# TASK ITEM
Exclude all pictures, then copy each of the records exactly as written.

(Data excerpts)
=-=-=

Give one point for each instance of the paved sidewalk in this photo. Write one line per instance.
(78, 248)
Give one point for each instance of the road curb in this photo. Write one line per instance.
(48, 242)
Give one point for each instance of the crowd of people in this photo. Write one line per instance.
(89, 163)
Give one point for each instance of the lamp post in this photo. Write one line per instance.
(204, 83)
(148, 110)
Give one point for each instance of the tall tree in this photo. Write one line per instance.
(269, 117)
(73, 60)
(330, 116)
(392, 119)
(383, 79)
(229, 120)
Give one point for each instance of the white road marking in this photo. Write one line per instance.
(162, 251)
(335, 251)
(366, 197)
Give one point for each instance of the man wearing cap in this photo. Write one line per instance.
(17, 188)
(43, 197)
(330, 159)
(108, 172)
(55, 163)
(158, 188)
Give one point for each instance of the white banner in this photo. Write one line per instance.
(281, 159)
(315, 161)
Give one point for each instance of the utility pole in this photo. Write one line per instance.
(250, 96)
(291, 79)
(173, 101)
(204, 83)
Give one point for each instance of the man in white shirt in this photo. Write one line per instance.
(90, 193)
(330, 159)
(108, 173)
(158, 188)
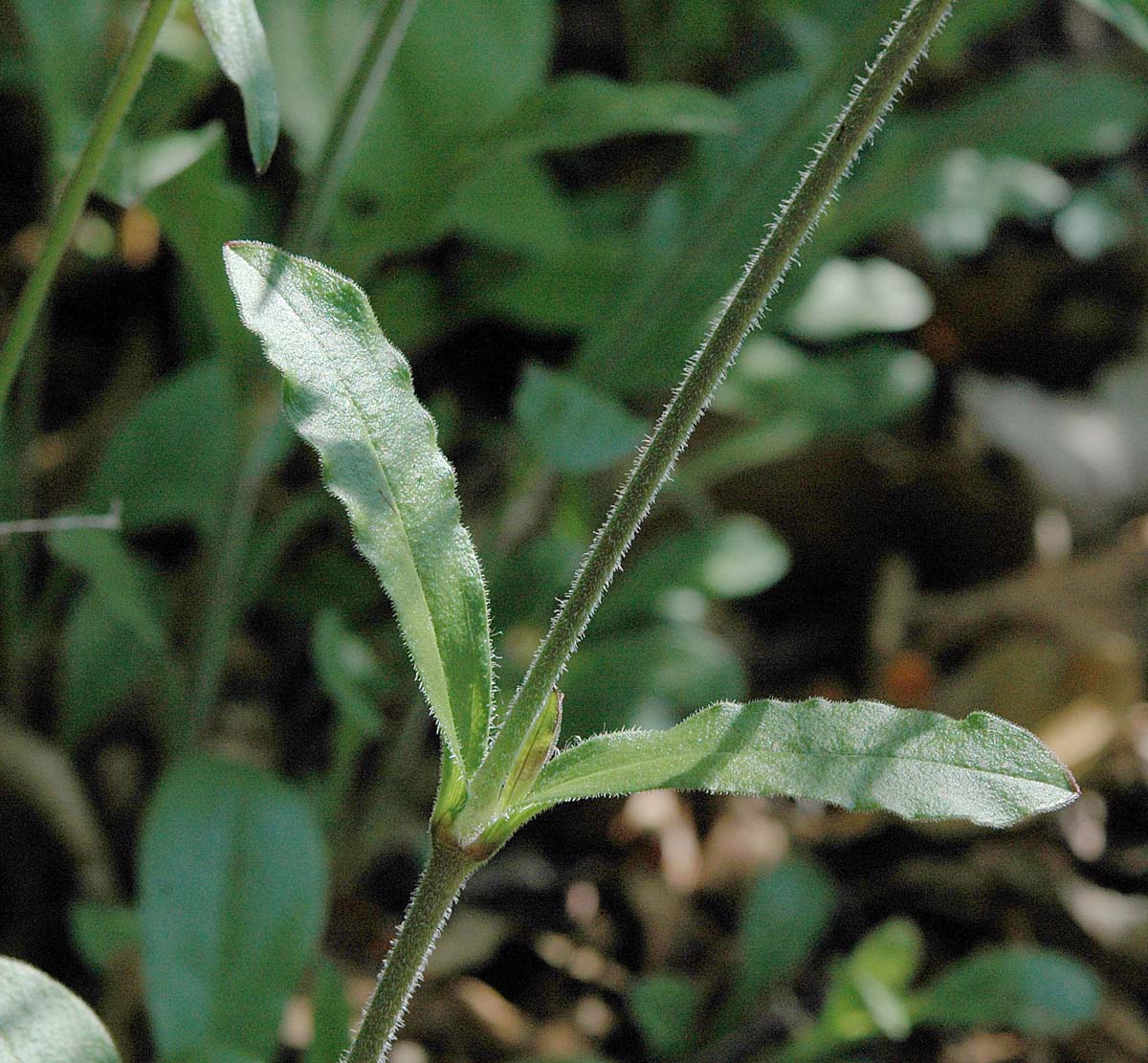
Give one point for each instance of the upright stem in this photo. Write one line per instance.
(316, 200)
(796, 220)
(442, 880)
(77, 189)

=-=-=

# REPLY
Give one point for each instance of the paved sidewalk in this photo. Write one line per instance.
(78, 248)
Give one point for each instance of the road curb in this photo. Write one line per instance.
(48, 242)
Give one point for each instance of the crowd of people in this photo. Write one line per instance.
(89, 163)
Give one point for each instance of the lamp post in this photo. Write one line per instance.
(204, 83)
(148, 110)
Give one point for each instance of the tall tree in this photo. Write one line per instance.
(269, 117)
(73, 60)
(330, 116)
(392, 119)
(383, 79)
(229, 120)
Give one point for each instance of the white road marking in this photo. Write one line per instance.
(162, 251)
(335, 251)
(366, 197)
Give one point for each instance of the man wearing cap in this photo. Write one line per instance.
(17, 188)
(43, 197)
(330, 159)
(108, 172)
(55, 163)
(158, 188)
Give one point for each instance of the white banner in this photo. Write one line per instance.
(281, 159)
(315, 161)
Give one point for each instance of the utility pole in this photo. Write one line per instance.
(250, 96)
(291, 79)
(173, 101)
(204, 83)
Give one point for each instance of the man in white shirt in this photo. Write one line per instance.
(90, 193)
(330, 159)
(108, 173)
(158, 188)
Give one point for each instance of the upright stem in this photo. Write one line per instance.
(316, 200)
(796, 220)
(442, 880)
(77, 189)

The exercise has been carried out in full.